─── EXTRACTED MATERIAL ───
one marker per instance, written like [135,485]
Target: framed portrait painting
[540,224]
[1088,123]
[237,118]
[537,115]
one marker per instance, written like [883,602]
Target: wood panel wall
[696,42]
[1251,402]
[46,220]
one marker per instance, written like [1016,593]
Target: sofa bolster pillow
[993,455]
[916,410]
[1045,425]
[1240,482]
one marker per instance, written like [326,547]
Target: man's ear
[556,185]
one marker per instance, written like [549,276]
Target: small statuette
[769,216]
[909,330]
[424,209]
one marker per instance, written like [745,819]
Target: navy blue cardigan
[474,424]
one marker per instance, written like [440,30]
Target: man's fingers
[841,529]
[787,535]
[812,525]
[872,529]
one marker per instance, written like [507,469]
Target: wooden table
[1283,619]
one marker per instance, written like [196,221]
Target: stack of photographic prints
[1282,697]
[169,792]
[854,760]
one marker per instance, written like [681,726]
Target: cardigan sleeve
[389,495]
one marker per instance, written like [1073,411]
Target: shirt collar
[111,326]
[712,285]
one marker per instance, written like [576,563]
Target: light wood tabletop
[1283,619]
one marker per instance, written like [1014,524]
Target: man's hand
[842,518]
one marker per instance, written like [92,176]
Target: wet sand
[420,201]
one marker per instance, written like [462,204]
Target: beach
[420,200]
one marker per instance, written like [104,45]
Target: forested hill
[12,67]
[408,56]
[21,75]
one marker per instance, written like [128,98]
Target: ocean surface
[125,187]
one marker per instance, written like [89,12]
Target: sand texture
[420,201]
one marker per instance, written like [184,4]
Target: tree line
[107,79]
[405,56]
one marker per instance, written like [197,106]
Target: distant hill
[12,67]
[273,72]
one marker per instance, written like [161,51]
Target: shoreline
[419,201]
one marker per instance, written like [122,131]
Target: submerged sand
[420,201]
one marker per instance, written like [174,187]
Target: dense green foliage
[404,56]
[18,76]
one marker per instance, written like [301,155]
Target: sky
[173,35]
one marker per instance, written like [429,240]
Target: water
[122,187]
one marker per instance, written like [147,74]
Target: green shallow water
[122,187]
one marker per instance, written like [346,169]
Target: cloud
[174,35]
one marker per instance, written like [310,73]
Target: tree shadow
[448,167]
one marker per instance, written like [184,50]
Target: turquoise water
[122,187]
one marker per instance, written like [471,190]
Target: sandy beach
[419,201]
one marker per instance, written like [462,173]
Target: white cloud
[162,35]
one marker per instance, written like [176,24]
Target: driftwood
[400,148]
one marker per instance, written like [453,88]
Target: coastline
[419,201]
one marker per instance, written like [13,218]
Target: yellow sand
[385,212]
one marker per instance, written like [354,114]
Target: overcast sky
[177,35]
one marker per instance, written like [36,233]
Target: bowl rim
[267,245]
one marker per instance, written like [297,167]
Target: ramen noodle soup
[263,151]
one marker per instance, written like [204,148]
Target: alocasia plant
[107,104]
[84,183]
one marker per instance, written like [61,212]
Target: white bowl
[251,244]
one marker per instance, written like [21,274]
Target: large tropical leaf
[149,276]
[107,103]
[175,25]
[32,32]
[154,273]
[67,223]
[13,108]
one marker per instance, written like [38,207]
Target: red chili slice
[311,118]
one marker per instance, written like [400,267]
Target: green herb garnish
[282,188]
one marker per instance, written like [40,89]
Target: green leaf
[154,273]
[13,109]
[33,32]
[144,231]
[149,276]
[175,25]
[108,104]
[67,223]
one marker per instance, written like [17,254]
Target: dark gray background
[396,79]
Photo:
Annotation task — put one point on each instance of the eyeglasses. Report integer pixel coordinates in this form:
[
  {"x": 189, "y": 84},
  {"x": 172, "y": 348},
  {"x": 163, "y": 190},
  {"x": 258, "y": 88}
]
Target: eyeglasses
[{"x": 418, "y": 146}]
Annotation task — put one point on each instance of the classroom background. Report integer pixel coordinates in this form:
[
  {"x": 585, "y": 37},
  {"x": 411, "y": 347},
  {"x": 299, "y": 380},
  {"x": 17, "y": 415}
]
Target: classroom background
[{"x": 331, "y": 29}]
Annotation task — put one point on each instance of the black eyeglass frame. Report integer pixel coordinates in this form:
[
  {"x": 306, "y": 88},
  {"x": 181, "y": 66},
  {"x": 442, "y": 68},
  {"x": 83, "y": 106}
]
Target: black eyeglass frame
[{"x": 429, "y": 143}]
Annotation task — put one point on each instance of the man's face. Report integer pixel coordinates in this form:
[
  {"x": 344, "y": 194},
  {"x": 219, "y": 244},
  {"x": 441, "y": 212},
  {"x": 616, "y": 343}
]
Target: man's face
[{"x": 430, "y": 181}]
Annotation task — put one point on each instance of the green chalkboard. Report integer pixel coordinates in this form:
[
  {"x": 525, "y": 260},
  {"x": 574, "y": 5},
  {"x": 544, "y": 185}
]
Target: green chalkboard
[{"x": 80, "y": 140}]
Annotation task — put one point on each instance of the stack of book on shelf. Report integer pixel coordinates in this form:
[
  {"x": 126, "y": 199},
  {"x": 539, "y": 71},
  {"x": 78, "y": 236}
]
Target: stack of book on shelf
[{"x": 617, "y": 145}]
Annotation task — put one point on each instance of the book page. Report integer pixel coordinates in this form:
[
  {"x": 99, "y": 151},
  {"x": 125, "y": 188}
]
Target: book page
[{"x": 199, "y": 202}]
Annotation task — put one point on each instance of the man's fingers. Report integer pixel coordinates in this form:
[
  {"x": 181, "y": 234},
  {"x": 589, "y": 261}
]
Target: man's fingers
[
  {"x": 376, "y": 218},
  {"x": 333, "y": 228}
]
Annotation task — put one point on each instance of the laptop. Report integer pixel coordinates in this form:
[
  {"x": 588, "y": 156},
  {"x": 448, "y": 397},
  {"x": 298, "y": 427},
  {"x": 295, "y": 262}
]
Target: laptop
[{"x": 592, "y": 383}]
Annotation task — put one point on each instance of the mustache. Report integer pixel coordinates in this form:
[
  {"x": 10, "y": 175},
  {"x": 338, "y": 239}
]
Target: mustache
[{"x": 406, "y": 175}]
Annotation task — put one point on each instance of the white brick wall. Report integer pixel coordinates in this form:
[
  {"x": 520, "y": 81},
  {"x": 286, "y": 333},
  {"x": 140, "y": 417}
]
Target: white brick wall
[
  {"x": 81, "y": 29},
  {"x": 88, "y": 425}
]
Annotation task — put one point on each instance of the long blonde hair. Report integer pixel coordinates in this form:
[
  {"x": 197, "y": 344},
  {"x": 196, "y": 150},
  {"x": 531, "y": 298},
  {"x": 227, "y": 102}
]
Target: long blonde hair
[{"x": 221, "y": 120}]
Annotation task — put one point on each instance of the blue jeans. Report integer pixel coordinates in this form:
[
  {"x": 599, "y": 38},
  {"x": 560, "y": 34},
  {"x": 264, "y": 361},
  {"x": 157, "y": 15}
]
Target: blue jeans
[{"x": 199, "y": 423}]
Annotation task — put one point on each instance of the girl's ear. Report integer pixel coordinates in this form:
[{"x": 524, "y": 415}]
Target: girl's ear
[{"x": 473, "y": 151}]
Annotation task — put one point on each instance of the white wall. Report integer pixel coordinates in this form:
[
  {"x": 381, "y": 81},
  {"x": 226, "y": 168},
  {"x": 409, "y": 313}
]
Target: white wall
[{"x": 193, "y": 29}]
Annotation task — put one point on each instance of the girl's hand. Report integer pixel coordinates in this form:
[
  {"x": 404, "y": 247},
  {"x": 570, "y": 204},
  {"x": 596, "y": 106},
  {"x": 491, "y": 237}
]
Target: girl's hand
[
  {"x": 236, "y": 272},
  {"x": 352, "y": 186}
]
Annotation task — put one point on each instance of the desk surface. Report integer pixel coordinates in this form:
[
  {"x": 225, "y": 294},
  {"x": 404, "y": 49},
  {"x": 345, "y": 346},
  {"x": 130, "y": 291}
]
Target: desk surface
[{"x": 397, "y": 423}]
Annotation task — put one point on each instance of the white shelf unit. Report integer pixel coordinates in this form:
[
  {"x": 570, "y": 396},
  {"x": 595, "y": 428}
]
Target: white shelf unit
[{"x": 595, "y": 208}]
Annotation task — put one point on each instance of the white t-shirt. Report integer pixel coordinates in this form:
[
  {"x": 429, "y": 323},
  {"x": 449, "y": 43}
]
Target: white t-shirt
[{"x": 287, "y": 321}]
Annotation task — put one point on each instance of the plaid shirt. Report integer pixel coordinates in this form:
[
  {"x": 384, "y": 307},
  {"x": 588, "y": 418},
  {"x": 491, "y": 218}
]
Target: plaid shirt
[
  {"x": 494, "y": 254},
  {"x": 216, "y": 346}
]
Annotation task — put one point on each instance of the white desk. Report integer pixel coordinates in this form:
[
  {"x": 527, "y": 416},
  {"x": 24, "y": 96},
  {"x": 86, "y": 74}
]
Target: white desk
───
The lines to return begin at the first line of the records and end at the line holding "one marker per instance, written like [507,469]"; please return them exactly, including both, and nothing beyond.

one marker per instance, written like [135,485]
Target: framed portrait painting
[540,224]
[1088,123]
[237,118]
[537,115]
one marker per instance, written like [883,602]
Target: wood panel wall
[696,42]
[1251,402]
[46,220]
one marker per instance, written like [1016,593]
Target: sofa bolster pillow
[993,455]
[916,410]
[1045,425]
[1240,482]
one marker per instance, written like [326,547]
Target: man's ear
[556,185]
one marker per instance, written like [549,276]
Target: small statuette
[769,216]
[909,330]
[424,209]
one marker per instance, written like [745,819]
Target: navy blue cardigan
[474,424]
one marker per instance, written like [440,30]
Target: man's fingers
[841,529]
[787,535]
[812,525]
[872,529]
one marker per instance, written like [507,469]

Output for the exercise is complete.